Dossier : IMM‑7416‑19

Référence : 2021 CF 374

[TRADUCTION FRANÇAISE]

Ottawa (Ontario), le 29 avril 2021

En présence de monsieur le juge Brown

ENTRE :

ESTER HERNANDEZ ALMEIDA,

SARA SOFIA ESTUPINAN HERNANDEZ,

CRISTHIAN ARBEY AVENDANO HERNANDEZ

demandeurs

et

LE MINISTRE DE LA CITOYENNETÉ ET DE L’IMMIGRATION

défendeur

JUGEMENT ET MOTIFS

[1] La Cour est saisie d’une demande de contrôle judiciaire à l’encontre de la décision rendue par la Section d’appel des réfugiés [la SAR], laquelle a confirmé la décision de la Section de protection des réfugiés [la SPR], qui avait refusé aux demandeurs la qualité de réfugiés ou de personnes à protéger au sens des articles 96 et 97 de la Loi sur l’immigration et la protection des réfugiés, LC 2001, c 27 [la LIPR] [la décision].

### Exercices à faire:
A. D'après l'extrait de jugement, que répondez-vous à ces trois questions ?
(i) À quelle date et dans quelle ville le jugement a-t-il été rendu ?
(ii) Quel juge préside l'audience ?
(iii) La décision de quelle section la SAR a-t-elle confirmée ?
B. Quels sont tous les demandeurs nommés dans l'extrait de jugement ?
C. Pourriez-vous mettre à jour l'extrait de jugement en le reprenant à partir de « LE MINISTRE DE » et jusqu'à « LIPR] [la décision]. », mais en remplaçant « demande de contrôle judiciaire » par « requête en contrôle judiciaire » ?
Ces lignes n'ont aucun lien avec l'extrait de jugement.

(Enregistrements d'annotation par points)

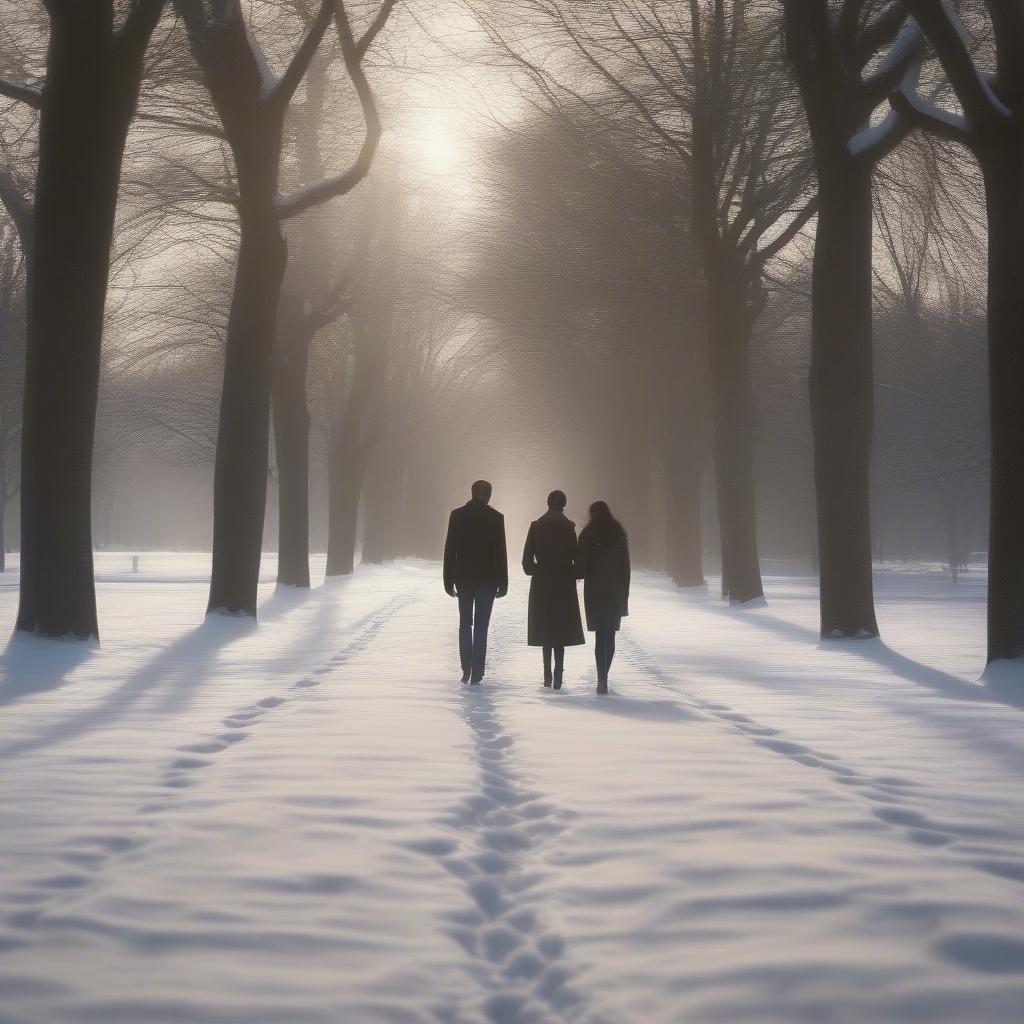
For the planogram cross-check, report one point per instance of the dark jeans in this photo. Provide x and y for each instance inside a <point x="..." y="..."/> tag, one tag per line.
<point x="474" y="614"/>
<point x="604" y="651"/>
<point x="559" y="660"/>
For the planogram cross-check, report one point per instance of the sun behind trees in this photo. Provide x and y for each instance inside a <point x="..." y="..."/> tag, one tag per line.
<point x="645" y="195"/>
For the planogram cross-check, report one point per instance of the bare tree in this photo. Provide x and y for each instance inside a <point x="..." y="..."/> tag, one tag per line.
<point x="93" y="71"/>
<point x="252" y="103"/>
<point x="704" y="83"/>
<point x="990" y="124"/>
<point x="835" y="51"/>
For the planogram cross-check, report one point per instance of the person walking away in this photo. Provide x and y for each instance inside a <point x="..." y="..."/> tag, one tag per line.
<point x="549" y="559"/>
<point x="476" y="570"/>
<point x="603" y="564"/>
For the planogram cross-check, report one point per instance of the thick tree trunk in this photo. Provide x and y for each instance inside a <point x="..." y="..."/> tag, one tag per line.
<point x="243" y="438"/>
<point x="88" y="100"/>
<point x="291" y="431"/>
<point x="1005" y="188"/>
<point x="842" y="400"/>
<point x="733" y="426"/>
<point x="345" y="485"/>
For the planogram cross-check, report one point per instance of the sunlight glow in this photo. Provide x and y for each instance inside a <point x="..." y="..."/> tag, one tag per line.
<point x="437" y="144"/>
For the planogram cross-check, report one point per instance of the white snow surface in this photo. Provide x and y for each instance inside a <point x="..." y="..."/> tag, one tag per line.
<point x="312" y="820"/>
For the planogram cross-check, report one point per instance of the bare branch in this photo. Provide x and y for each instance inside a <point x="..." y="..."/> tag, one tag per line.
<point x="29" y="94"/>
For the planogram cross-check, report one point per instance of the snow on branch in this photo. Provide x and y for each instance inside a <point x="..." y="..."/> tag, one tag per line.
<point x="895" y="64"/>
<point x="29" y="94"/>
<point x="352" y="51"/>
<point x="284" y="89"/>
<point x="17" y="205"/>
<point x="947" y="35"/>
<point x="875" y="140"/>
<point x="880" y="30"/>
<point x="907" y="99"/>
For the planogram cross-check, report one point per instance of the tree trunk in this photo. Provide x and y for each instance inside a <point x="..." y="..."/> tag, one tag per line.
<point x="1005" y="195"/>
<point x="243" y="438"/>
<point x="842" y="400"/>
<point x="733" y="423"/>
<point x="346" y="469"/>
<point x="88" y="100"/>
<point x="291" y="431"/>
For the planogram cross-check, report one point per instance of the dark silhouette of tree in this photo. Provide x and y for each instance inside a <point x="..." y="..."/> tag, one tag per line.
<point x="582" y="263"/>
<point x="93" y="71"/>
<point x="705" y="84"/>
<point x="990" y="125"/>
<point x="834" y="51"/>
<point x="252" y="103"/>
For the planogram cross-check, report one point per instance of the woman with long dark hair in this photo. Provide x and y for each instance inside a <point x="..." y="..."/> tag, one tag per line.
<point x="603" y="564"/>
<point x="549" y="559"/>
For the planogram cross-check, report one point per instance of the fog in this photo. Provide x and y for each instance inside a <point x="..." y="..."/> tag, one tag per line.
<point x="518" y="288"/>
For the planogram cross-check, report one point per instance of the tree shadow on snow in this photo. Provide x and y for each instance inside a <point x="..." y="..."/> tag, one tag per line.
<point x="32" y="665"/>
<point x="624" y="707"/>
<point x="878" y="652"/>
<point x="183" y="662"/>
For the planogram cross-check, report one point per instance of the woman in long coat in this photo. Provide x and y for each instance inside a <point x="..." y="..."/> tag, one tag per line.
<point x="603" y="564"/>
<point x="549" y="559"/>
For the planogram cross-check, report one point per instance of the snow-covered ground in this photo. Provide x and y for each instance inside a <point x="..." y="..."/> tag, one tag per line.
<point x="311" y="820"/>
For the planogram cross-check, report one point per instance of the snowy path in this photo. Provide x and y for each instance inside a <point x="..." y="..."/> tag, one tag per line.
<point x="313" y="821"/>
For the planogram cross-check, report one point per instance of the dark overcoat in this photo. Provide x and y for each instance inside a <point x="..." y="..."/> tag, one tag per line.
<point x="474" y="548"/>
<point x="603" y="564"/>
<point x="549" y="559"/>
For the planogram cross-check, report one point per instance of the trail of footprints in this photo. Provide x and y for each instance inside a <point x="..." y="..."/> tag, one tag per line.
<point x="200" y="755"/>
<point x="92" y="853"/>
<point x="890" y="792"/>
<point x="518" y="962"/>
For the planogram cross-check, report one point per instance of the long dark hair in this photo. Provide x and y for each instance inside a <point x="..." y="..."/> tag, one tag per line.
<point x="602" y="527"/>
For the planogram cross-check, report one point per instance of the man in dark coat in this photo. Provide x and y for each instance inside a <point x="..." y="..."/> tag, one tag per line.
<point x="549" y="559"/>
<point x="476" y="570"/>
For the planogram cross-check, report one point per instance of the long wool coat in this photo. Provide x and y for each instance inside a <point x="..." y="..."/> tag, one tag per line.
<point x="603" y="564"/>
<point x="549" y="559"/>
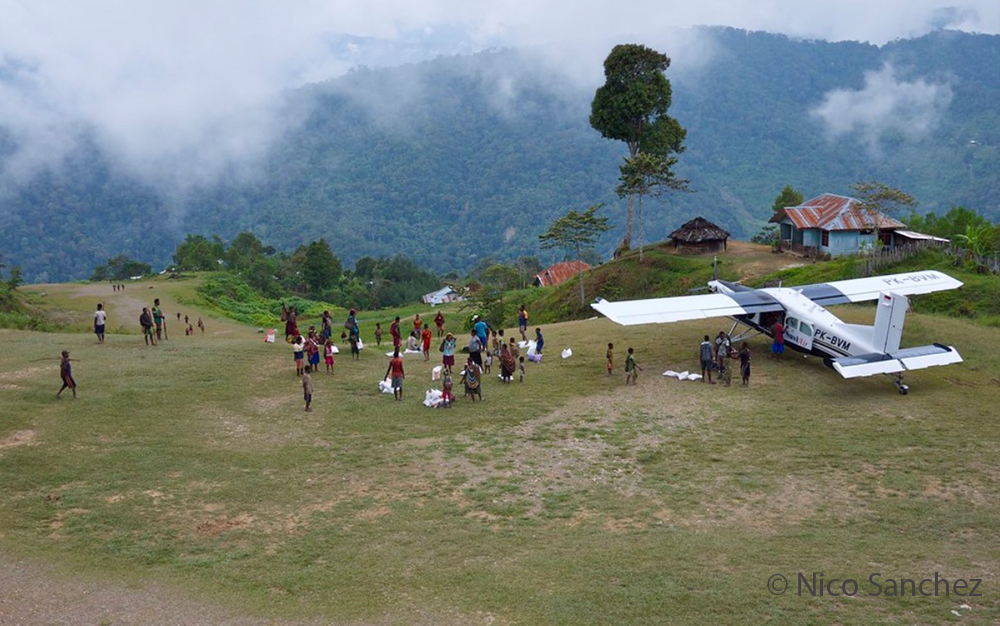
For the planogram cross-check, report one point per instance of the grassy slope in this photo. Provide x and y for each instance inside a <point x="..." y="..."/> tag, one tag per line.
<point x="566" y="500"/>
<point x="665" y="273"/>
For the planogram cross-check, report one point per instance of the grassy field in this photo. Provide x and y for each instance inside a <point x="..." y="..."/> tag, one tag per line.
<point x="568" y="499"/>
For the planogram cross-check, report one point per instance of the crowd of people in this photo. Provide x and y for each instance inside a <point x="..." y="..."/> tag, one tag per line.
<point x="486" y="347"/>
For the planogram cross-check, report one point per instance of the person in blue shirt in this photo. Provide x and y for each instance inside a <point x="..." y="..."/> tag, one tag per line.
<point x="482" y="330"/>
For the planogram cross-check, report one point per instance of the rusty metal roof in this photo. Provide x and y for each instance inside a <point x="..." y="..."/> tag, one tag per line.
<point x="560" y="273"/>
<point x="832" y="212"/>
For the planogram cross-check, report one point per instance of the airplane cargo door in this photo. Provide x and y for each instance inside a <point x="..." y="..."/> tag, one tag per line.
<point x="798" y="332"/>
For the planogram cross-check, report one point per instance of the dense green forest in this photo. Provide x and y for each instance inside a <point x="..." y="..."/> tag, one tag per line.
<point x="461" y="158"/>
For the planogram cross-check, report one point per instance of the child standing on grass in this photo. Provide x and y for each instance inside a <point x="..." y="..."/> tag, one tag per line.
<point x="745" y="363"/>
<point x="312" y="349"/>
<point x="328" y="355"/>
<point x="298" y="347"/>
<point x="146" y="321"/>
<point x="307" y="388"/>
<point x="100" y="319"/>
<point x="426" y="342"/>
<point x="66" y="374"/>
<point x="355" y="348"/>
<point x="396" y="374"/>
<point x="632" y="368"/>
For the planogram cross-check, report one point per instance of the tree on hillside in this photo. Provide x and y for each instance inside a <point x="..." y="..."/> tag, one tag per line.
<point x="878" y="197"/>
<point x="648" y="174"/>
<point x="788" y="197"/>
<point x="575" y="232"/>
<point x="632" y="107"/>
<point x="197" y="252"/>
<point x="321" y="270"/>
<point x="121" y="267"/>
<point x="245" y="251"/>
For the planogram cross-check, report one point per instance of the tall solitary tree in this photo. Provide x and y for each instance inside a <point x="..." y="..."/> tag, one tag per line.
<point x="788" y="197"/>
<point x="632" y="107"/>
<point x="576" y="232"/>
<point x="648" y="174"/>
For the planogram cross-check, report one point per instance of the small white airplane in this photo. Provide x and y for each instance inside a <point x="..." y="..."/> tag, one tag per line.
<point x="852" y="350"/>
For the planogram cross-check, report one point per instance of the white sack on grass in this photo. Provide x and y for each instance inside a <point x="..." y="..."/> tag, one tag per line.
<point x="404" y="352"/>
<point x="432" y="398"/>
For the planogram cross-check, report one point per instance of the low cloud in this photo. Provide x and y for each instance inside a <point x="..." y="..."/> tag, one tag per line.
<point x="886" y="104"/>
<point x="183" y="92"/>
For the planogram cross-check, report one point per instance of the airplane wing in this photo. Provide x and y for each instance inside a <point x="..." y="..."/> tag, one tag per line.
<point x="662" y="310"/>
<point x="900" y="361"/>
<point x="860" y="289"/>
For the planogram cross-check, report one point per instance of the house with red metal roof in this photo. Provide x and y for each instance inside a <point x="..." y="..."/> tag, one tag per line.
<point x="559" y="273"/>
<point x="834" y="225"/>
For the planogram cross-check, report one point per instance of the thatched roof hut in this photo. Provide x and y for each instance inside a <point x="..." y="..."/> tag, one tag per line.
<point x="700" y="236"/>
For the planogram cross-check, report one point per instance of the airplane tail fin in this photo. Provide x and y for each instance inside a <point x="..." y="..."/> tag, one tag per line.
<point x="899" y="361"/>
<point x="889" y="317"/>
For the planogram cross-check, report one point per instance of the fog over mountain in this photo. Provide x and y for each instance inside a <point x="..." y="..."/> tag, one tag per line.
<point x="222" y="119"/>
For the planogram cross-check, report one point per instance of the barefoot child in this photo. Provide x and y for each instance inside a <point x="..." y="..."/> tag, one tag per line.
<point x="632" y="368"/>
<point x="307" y="387"/>
<point x="328" y="355"/>
<point x="426" y="342"/>
<point x="745" y="363"/>
<point x="66" y="373"/>
<point x="396" y="371"/>
<point x="298" y="347"/>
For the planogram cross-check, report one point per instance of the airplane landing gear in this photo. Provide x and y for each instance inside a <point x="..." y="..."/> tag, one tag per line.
<point x="903" y="389"/>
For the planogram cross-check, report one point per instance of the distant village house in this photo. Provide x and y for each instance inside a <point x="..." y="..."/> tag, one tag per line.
<point x="442" y="296"/>
<point x="699" y="236"/>
<point x="836" y="225"/>
<point x="559" y="273"/>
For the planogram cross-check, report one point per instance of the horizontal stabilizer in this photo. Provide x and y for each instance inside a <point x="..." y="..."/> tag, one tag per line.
<point x="900" y="361"/>
<point x="680" y="308"/>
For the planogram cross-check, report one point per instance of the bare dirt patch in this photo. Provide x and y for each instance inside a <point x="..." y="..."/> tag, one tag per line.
<point x="17" y="438"/>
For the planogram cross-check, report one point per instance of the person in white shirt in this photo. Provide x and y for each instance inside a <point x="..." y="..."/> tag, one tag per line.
<point x="100" y="319"/>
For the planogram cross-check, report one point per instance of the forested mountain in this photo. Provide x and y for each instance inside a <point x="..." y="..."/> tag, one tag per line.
<point x="463" y="157"/>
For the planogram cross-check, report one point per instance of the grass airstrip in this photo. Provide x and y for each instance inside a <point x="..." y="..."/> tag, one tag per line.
<point x="566" y="499"/>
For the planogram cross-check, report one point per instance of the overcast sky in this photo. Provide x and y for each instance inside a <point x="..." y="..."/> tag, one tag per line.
<point x="194" y="81"/>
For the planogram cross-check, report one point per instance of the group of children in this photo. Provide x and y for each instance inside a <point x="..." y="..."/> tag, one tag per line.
<point x="153" y="323"/>
<point x="718" y="356"/>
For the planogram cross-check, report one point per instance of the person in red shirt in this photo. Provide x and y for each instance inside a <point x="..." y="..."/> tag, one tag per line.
<point x="396" y="375"/>
<point x="778" y="347"/>
<point x="394" y="331"/>
<point x="426" y="338"/>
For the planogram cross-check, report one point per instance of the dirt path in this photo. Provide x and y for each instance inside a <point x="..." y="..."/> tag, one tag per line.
<point x="34" y="594"/>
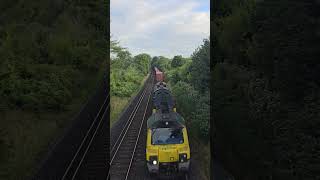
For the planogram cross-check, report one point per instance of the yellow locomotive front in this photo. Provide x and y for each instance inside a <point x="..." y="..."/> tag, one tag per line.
<point x="167" y="147"/>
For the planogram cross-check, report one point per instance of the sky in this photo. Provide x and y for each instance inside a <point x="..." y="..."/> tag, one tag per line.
<point x="160" y="27"/>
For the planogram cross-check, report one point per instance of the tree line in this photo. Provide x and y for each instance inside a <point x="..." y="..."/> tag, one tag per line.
<point x="266" y="84"/>
<point x="126" y="71"/>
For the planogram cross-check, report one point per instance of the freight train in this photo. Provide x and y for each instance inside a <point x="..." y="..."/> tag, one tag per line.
<point x="167" y="145"/>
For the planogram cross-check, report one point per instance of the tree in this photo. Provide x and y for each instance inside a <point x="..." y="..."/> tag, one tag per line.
<point x="200" y="67"/>
<point x="142" y="61"/>
<point x="177" y="61"/>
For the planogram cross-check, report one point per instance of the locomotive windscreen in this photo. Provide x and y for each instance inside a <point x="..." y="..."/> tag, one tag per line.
<point x="167" y="136"/>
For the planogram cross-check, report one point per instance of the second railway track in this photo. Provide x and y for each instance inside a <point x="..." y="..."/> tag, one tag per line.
<point x="122" y="152"/>
<point x="91" y="157"/>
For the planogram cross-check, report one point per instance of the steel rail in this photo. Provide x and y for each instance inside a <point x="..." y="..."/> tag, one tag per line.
<point x="84" y="139"/>
<point x="93" y="136"/>
<point x="130" y="119"/>
<point x="135" y="146"/>
<point x="127" y="128"/>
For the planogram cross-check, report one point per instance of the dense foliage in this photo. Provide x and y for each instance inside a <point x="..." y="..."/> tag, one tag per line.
<point x="266" y="83"/>
<point x="46" y="48"/>
<point x="127" y="72"/>
<point x="52" y="54"/>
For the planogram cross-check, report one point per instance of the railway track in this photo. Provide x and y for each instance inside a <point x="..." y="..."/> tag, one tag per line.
<point x="122" y="153"/>
<point x="90" y="159"/>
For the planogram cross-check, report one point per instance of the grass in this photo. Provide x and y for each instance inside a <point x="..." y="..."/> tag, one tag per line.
<point x="119" y="104"/>
<point x="25" y="135"/>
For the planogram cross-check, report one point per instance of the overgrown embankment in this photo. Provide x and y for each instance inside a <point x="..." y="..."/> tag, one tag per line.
<point x="52" y="56"/>
<point x="126" y="78"/>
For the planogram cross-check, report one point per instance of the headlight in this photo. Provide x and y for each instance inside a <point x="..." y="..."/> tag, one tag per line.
<point x="153" y="160"/>
<point x="183" y="157"/>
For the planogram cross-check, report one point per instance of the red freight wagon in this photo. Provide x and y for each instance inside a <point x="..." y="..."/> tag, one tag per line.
<point x="159" y="75"/>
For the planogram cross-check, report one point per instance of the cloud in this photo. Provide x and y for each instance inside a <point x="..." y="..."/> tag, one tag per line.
<point x="167" y="27"/>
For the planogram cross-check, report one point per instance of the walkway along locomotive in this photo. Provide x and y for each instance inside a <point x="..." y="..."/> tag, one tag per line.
<point x="167" y="146"/>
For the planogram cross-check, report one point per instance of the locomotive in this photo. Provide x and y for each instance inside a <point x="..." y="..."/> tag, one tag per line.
<point x="167" y="145"/>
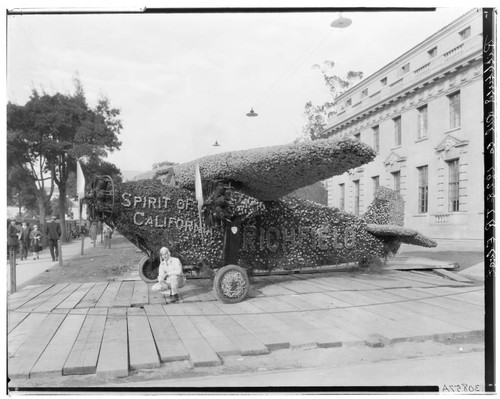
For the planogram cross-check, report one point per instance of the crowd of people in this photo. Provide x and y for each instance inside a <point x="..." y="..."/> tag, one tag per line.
<point x="26" y="241"/>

### Corrigé des exercices:
A.
(i) À Ottawa (Ontario), le 29 avril 2021.
(ii) Monsieur le juge Brown.
(iii) La décision de la Section de protection des réfugiés (la SPR).

B.
- Ester Hernandez Almeida
- Sara Sofia Estupinan Hernandez
- Cristhian Arbey Avendano Hernandez

C.
LE MINISTRE DE LA CITOYENNETÉ ET DE L’IMMIGRATION

défendeur

JUGEMENT ET MOTIFS

[1] La Cour est saisie d’une requête en contrôle judiciaire à l’encontre de la décision rendue par la Section d’appel des réfugiés [la SAR], laquelle a confirmé la décision de la Section de protection des réfugiés [la SPR], qui avait refusé aux demandeurs la qualité de réfugiés ou de personnes à protéger au sens des articles 96 et 97 de la Loi sur l’immigration et la protection des réfugiés, LC 2001, c 27 [la LIPR] [la décision].